── PROVIDED MATERIAL ──
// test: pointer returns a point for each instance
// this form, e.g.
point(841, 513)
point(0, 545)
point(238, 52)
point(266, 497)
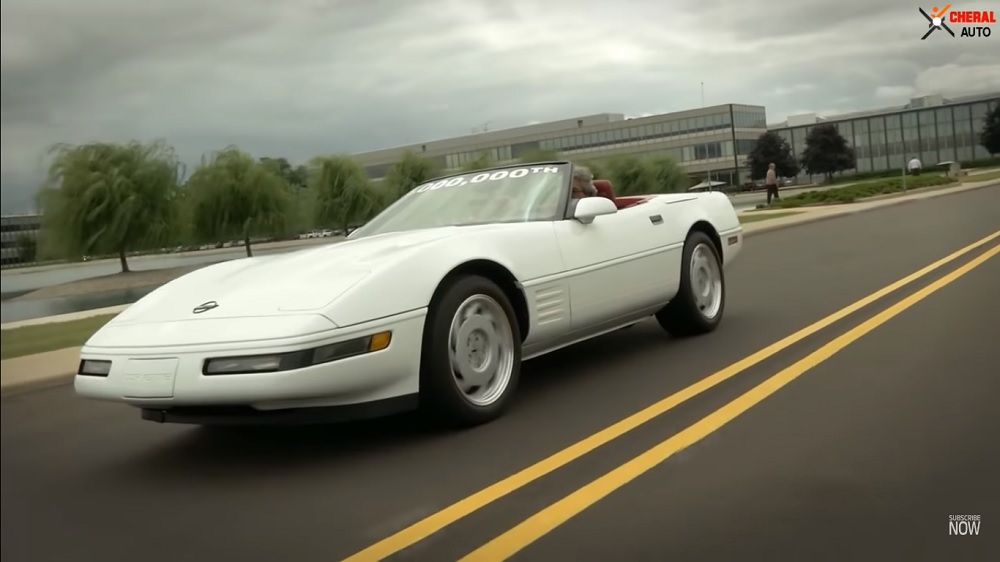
───
• GIVEN PROBLEM:
Copy every line of the records above word for word, without the pictures.

• EXERCISE RESPONSE:
// test: pointer returns a point for each instance
// this form, e.g.
point(841, 513)
point(0, 545)
point(238, 52)
point(266, 497)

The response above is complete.